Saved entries
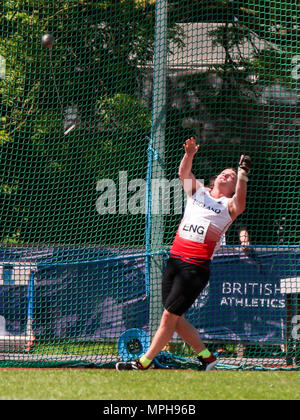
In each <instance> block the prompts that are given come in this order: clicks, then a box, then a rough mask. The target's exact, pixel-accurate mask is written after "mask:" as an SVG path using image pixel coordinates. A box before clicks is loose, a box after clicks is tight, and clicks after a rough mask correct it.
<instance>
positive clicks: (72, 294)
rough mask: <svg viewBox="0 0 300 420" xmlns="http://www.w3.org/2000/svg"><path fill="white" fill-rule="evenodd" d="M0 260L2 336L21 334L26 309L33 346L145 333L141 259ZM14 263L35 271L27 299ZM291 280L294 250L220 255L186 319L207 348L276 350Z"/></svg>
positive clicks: (113, 256)
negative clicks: (30, 327)
mask: <svg viewBox="0 0 300 420" xmlns="http://www.w3.org/2000/svg"><path fill="white" fill-rule="evenodd" d="M148 257H149V256H148ZM0 258H1V259H2V261H3V262H2V267H3V269H2V281H1V279H0V315H1V316H3V317H4V318H5V321H6V329H7V333H9V334H20V333H22V332H24V330H25V329H26V322H27V317H28V306H29V309H30V313H31V316H33V317H34V332H35V336H36V337H40V338H49V339H53V338H54V339H75V340H98V339H103V340H116V339H117V338H118V337H119V336H120V334H122V333H123V332H124V331H126V330H127V329H129V328H140V329H143V330H144V331H148V329H149V295H148V293H147V284H146V283H145V278H147V276H146V262H145V260H146V256H145V254H142V253H138V252H137V251H135V252H130V254H128V255H120V254H119V253H118V251H117V250H107V249H99V248H95V249H91V248H89V249H77V248H70V249H68V250H66V249H65V248H59V247H54V248H47V249H43V250H40V249H39V250H38V249H30V250H29V249H24V250H22V249H11V250H9V251H8V249H2V250H0ZM16 263H17V264H19V266H20V264H21V265H22V264H24V267H25V266H26V267H28V266H30V265H32V266H34V267H35V287H34V292H33V289H32V288H31V289H30V294H29V288H28V285H26V284H22V285H18V284H17V282H14V279H13V276H12V274H11V273H12V267H14V264H16ZM0 264H1V262H0ZM9 270H11V271H9ZM299 276H300V264H299V250H298V249H296V248H286V249H281V250H278V249H276V248H271V247H270V248H252V249H251V251H250V252H247V253H244V252H241V250H240V249H239V248H230V247H224V248H223V249H222V250H221V252H219V253H218V254H217V255H216V257H215V258H214V259H213V262H212V264H211V278H210V282H209V284H208V286H207V287H206V289H205V290H204V291H203V293H202V294H201V295H200V296H199V298H198V299H197V300H196V302H195V303H194V305H193V306H192V308H190V309H189V311H188V312H187V314H186V317H187V318H188V319H189V320H191V321H192V323H193V324H194V325H195V326H196V327H197V328H198V329H199V331H200V332H201V335H202V337H203V338H204V339H207V340H232V341H240V340H242V341H247V342H256V343H257V342H260V343H282V342H284V339H285V331H286V323H287V319H286V295H285V294H284V293H282V287H281V284H282V281H283V279H289V278H297V277H299ZM28 296H31V298H32V299H28ZM33 302H34V307H33Z"/></svg>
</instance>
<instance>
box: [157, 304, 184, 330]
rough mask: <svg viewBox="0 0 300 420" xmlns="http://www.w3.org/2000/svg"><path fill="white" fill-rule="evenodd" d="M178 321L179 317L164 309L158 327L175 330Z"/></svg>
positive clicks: (176, 315)
mask: <svg viewBox="0 0 300 420" xmlns="http://www.w3.org/2000/svg"><path fill="white" fill-rule="evenodd" d="M179 319H180V316H179V315H176V314H173V313H172V312H169V311H168V310H167V309H165V310H164V312H163V314H162V317H161V322H160V325H161V326H162V327H173V328H175V327H176V325H177V322H178V321H179Z"/></svg>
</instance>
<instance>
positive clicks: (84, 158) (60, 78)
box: [0, 0, 300, 369]
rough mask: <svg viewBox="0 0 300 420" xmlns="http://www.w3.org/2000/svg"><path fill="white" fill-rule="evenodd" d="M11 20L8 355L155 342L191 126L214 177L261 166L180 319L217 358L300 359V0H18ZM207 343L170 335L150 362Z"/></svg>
mask: <svg viewBox="0 0 300 420" xmlns="http://www.w3.org/2000/svg"><path fill="white" fill-rule="evenodd" d="M0 22H1V26H0V28H1V29H0V95H1V108H0V109H1V115H0V119H1V128H0V146H1V179H0V186H1V188H0V194H1V203H2V205H1V249H0V256H1V260H0V365H1V366H97V367H109V366H112V367H113V366H114V364H115V363H116V362H117V361H118V360H120V359H123V360H128V359H136V358H137V357H138V356H139V355H141V354H143V352H145V350H146V349H147V348H148V346H149V343H150V341H151V338H152V336H153V334H154V332H155V331H156V328H157V326H158V325H159V321H160V316H161V314H162V310H163V308H162V303H161V291H160V288H161V278H162V273H163V270H164V266H165V263H166V259H167V257H168V252H169V249H170V245H171V244H172V241H173V238H174V235H175V232H176V230H177V227H178V224H179V222H180V220H181V217H182V213H183V210H184V204H185V196H184V193H183V190H182V188H181V184H180V182H179V179H178V175H177V174H178V166H179V163H180V161H181V159H182V157H183V143H184V141H185V140H186V139H187V138H189V137H190V136H194V137H195V138H196V140H197V142H198V143H199V144H200V150H199V152H198V153H197V155H196V157H195V160H194V165H193V172H194V173H195V175H196V176H197V178H200V179H204V182H205V183H206V184H207V185H209V183H210V182H211V181H212V180H213V177H214V175H216V174H217V173H219V172H220V171H222V170H223V169H224V168H228V167H237V164H238V161H239V158H240V155H241V154H248V155H250V156H251V158H252V161H253V168H252V170H251V174H250V180H249V183H248V197H247V209H246V211H245V212H244V213H243V215H242V216H240V217H239V218H238V219H237V220H236V221H235V222H234V223H233V225H232V226H231V228H230V230H229V231H228V232H227V233H226V238H224V242H223V245H222V246H221V248H220V250H219V251H218V252H217V253H216V254H215V256H214V258H213V261H212V264H211V279H210V282H209V284H208V286H207V287H206V289H205V290H204V291H203V293H202V294H201V295H200V296H199V298H198V299H197V300H196V302H195V303H194V305H193V306H192V307H191V308H190V309H189V310H188V312H187V313H186V318H187V319H188V320H190V321H191V322H192V323H193V325H195V326H196V328H197V329H198V330H199V332H200V334H201V337H202V339H203V340H204V342H205V344H206V345H207V347H208V348H209V349H210V350H211V351H213V352H216V353H218V355H219V363H218V365H217V367H216V368H217V369H299V366H300V347H299V338H300V336H299V334H300V312H299V299H300V298H299V293H300V266H299V239H300V230H299V204H300V203H299V186H300V185H299V179H298V173H299V153H300V149H299V132H300V131H299V130H300V120H299V78H300V51H299V5H298V2H297V1H294V0H288V1H282V0H281V1H250V0H248V1H243V2H240V1H234V2H232V1H199V0H197V1H193V0H188V1H184V0H180V1H176V0H174V1H166V0H157V1H155V0H106V1H102V2H90V1H85V0H80V1H79V0H78V1H77V0H74V1H66V0H65V1H64V0H58V1H53V0H9V1H5V2H2V4H1V6H0ZM47 34H48V35H50V36H48V37H44V35H47ZM42 37H43V38H42ZM41 39H42V42H41ZM195 356H196V355H195V353H194V352H193V350H192V349H191V348H190V347H189V346H188V345H187V344H185V343H183V341H182V340H181V339H180V337H179V336H177V335H176V334H175V335H174V336H173V338H172V340H171V342H170V344H169V345H168V346H167V347H166V348H165V349H164V350H163V351H162V352H161V353H160V354H159V355H158V356H157V358H156V359H155V360H156V366H157V367H169V368H172V367H177V368H178V367H183V368H186V367H189V368H194V367H196V365H195Z"/></svg>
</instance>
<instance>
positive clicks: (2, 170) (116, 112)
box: [0, 0, 174, 243]
mask: <svg viewBox="0 0 300 420" xmlns="http://www.w3.org/2000/svg"><path fill="white" fill-rule="evenodd" d="M152 3H153V2H152V1H147V0H145V1H143V2H137V3H136V2H135V1H134V0H126V1H122V0H107V1H106V0H105V1H103V2H91V1H88V0H74V1H69V0H60V1H53V0H43V1H41V0H10V1H7V2H3V3H2V4H1V9H0V23H1V36H0V54H1V55H2V56H3V57H5V58H6V77H5V79H4V80H2V81H0V95H1V109H0V118H1V129H0V142H1V167H2V175H1V196H2V197H1V199H2V202H3V212H2V215H1V223H2V239H3V240H5V241H7V242H17V243H19V242H21V241H24V242H38V243H41V242H60V243H74V242H76V243H77V242H81V243H87V242H90V243H91V242H100V241H102V242H105V240H109V238H110V231H109V230H108V229H106V230H105V224H104V223H103V224H99V217H98V215H97V212H96V210H95V203H96V199H97V193H96V182H97V180H98V179H99V178H101V177H102V176H104V175H106V176H107V174H108V172H109V176H110V177H111V178H112V179H115V178H116V177H117V174H118V171H119V170H122V169H126V170H129V171H130V170H132V168H138V170H139V171H140V172H137V173H136V175H137V176H138V175H139V174H141V172H142V171H144V172H145V170H146V169H145V164H146V163H145V162H146V147H147V145H146V141H145V138H146V136H147V135H148V134H149V127H150V119H151V112H150V111H149V110H148V109H146V108H145V105H144V104H143V101H142V100H141V98H140V96H139V90H140V83H141V79H142V77H143V74H144V72H145V69H144V65H145V63H146V62H148V61H149V60H150V59H152V53H153V37H154V7H153V4H152ZM172 27H173V25H172V24H170V28H172ZM45 33H51V34H53V35H54V37H55V45H54V47H53V48H52V49H51V50H47V49H43V48H42V47H41V44H40V39H41V36H42V35H43V34H45ZM170 36H174V32H173V33H172V29H170ZM136 119H138V121H139V122H138V124H132V121H135V122H136ZM70 123H71V124H75V125H76V127H75V129H73V131H71V132H70V133H69V134H68V135H64V134H63V133H64V129H66V128H67V127H68V125H70ZM116 162H117V163H118V164H116ZM144 172H143V176H144ZM123 225H124V223H123ZM123 230H124V232H125V228H124V229H123ZM121 237H122V235H121ZM127 237H130V230H129V229H127ZM124 241H125V239H124Z"/></svg>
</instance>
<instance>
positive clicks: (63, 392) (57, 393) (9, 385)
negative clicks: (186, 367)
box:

▶ _Your assignment_
From the records above, print exactly the lines that run from the line with "box: [157, 304, 184, 330]" to the line with "321L179 317L164 309L158", inclusive.

▶ _Task result_
box: [157, 304, 184, 330]
rough mask: <svg viewBox="0 0 300 420" xmlns="http://www.w3.org/2000/svg"><path fill="white" fill-rule="evenodd" d="M178 321L179 317L164 309L158 327L175 330Z"/></svg>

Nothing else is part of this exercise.